>>>

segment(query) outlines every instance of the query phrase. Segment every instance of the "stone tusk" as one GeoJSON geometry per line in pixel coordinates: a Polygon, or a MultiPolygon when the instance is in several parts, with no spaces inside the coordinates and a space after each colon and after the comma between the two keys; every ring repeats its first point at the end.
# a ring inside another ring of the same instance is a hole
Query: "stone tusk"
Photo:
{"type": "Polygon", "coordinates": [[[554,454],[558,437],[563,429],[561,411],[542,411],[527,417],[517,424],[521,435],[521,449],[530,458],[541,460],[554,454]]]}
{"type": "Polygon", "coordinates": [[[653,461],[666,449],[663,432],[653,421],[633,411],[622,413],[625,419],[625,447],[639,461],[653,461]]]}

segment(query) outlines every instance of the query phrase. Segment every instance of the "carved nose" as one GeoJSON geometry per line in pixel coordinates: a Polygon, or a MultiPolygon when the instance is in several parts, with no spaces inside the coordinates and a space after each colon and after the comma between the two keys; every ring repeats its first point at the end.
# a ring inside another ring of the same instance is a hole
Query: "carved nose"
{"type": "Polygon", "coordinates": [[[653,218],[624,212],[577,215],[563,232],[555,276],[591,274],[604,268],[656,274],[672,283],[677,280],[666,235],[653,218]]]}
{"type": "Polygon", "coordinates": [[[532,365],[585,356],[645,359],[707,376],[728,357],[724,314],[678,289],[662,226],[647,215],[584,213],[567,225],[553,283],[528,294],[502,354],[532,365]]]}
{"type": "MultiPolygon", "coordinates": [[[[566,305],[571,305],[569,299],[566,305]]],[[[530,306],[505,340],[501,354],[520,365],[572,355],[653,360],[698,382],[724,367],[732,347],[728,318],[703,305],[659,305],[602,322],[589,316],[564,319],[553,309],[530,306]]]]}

<<<

Each record above should be set down again in its exact wording.

segment(query) outlines every instance of the query phrase. Segment every instance of the "stone tusk" as one GeoJSON geometry per line in pixel coordinates: a Polygon, or a MultiPolygon when the instance is in several parts, with no spaces inside the coordinates and a space after each colon and after the comma between the two keys; every ring repeats its first point at the end.
# a ring inside another ring of the same instance is a hole
Query: "stone tusk"
Photo:
{"type": "Polygon", "coordinates": [[[554,454],[558,437],[563,429],[561,411],[542,411],[527,417],[517,424],[521,435],[521,449],[530,458],[541,460],[554,454]]]}
{"type": "Polygon", "coordinates": [[[653,461],[666,449],[663,432],[653,421],[633,411],[622,413],[625,419],[625,447],[639,461],[653,461]]]}

segment(query) outlines every instance of the query phrase. Segment every instance of the "carved nose" as one GeoJSON geometry per line in pixel coordinates: a Polygon, or a MultiPolygon when the instance is in several parts, with no spaces inside the coordinates and a space after each colon and after the comma between the two keys; every ring repeats its first point at the end.
# a ring inside another ring of the same instance is a hole
Query: "carved nose"
{"type": "Polygon", "coordinates": [[[653,218],[624,212],[577,215],[563,232],[555,276],[591,274],[604,268],[656,274],[672,283],[677,280],[666,235],[653,218]]]}
{"type": "Polygon", "coordinates": [[[532,365],[585,356],[645,359],[707,376],[728,357],[724,314],[678,289],[662,226],[647,215],[584,213],[567,225],[553,283],[528,294],[502,354],[532,365]]]}
{"type": "MultiPolygon", "coordinates": [[[[566,305],[571,305],[569,299],[566,305]]],[[[530,306],[505,340],[501,354],[520,365],[572,355],[653,360],[698,382],[724,367],[732,347],[728,318],[703,305],[659,305],[602,322],[589,316],[564,319],[553,309],[530,306]]]]}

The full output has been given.